How many lines in the data below contain the word "rock", counting only matches with the same letter case? Reply with the number alone.

[Start Material for this task]

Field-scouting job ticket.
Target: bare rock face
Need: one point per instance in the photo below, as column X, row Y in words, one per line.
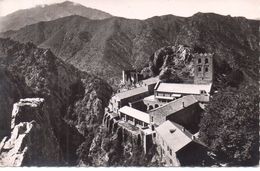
column 32, row 141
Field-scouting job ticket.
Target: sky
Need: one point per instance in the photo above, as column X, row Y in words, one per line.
column 142, row 9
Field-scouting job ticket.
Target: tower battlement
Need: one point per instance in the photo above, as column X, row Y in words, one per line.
column 203, row 68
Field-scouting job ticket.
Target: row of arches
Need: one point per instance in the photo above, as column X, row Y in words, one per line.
column 205, row 68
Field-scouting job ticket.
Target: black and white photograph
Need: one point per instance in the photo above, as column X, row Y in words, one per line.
column 129, row 83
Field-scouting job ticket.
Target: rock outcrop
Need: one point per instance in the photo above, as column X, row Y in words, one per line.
column 32, row 141
column 106, row 47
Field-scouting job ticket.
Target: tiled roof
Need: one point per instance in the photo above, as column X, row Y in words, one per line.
column 152, row 80
column 175, row 105
column 183, row 88
column 173, row 136
column 142, row 116
column 130, row 93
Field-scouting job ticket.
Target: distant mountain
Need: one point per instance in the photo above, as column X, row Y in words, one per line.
column 106, row 47
column 34, row 15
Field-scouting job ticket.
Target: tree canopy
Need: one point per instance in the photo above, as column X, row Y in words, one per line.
column 230, row 126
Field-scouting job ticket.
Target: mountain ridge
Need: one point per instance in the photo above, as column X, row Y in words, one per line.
column 106, row 47
column 21, row 18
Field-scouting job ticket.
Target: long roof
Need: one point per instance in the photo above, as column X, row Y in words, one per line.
column 183, row 88
column 175, row 105
column 130, row 93
column 173, row 136
column 142, row 116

[End Material for this task]

# Task answer
2